* Instruction:
Pull out every line of the material below that contains the string "smoothie". Case counts.

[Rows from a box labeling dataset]
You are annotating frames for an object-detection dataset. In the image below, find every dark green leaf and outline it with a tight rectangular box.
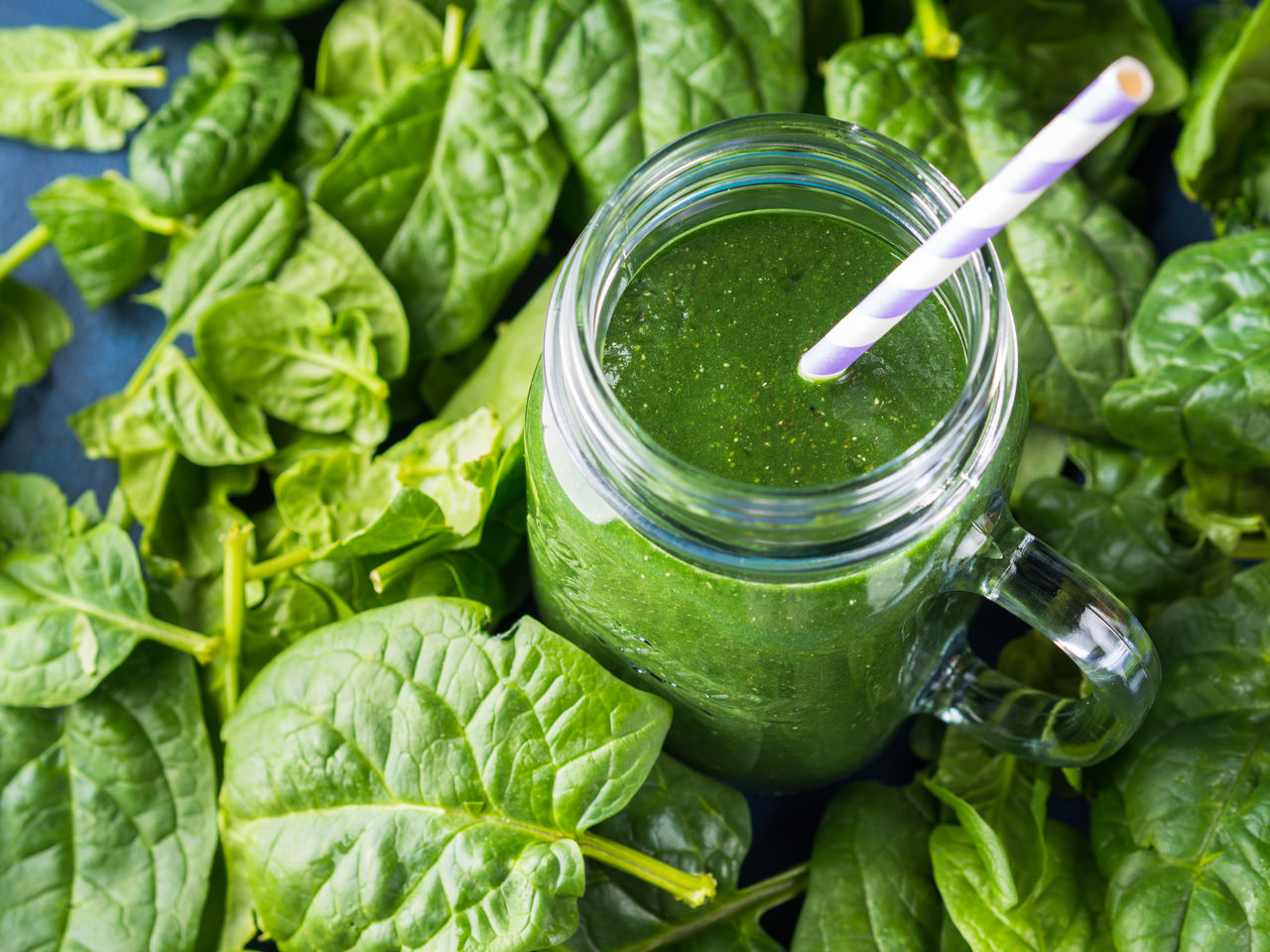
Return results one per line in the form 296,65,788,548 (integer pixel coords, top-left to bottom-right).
1102,232,1270,468
273,202,413,380
0,20,167,153
477,0,807,213
223,599,670,952
128,23,301,214
314,0,441,99
195,287,389,447
791,783,944,952
0,525,208,707
0,278,72,426
314,60,566,357
0,647,216,952
826,36,1155,435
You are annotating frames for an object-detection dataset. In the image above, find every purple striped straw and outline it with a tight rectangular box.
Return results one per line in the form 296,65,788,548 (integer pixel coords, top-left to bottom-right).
798,56,1153,381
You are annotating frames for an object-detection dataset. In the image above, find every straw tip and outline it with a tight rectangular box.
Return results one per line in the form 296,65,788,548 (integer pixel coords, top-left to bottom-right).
1110,56,1156,105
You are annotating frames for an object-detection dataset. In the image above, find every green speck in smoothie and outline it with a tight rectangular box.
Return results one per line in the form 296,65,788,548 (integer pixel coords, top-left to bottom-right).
603,212,965,486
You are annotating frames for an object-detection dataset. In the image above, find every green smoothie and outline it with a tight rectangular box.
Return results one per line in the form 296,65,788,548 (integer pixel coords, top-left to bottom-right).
603,212,965,486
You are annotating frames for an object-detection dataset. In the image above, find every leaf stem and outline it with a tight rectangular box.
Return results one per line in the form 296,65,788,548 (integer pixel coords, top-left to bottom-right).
913,0,961,60
613,863,808,952
246,545,314,581
0,225,52,281
577,833,717,906
222,523,253,717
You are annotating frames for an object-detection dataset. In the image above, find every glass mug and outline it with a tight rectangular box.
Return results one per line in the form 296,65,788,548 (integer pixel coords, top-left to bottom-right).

* The response:
You are annotating frames for an object-detection dataset. In the image above, find every green speck in smoothie and outline it with a tight rectangular box.
You are annotating frames for an object-detection dataset. In the image above, find every green smoothie and outline it with a tight rectangular box.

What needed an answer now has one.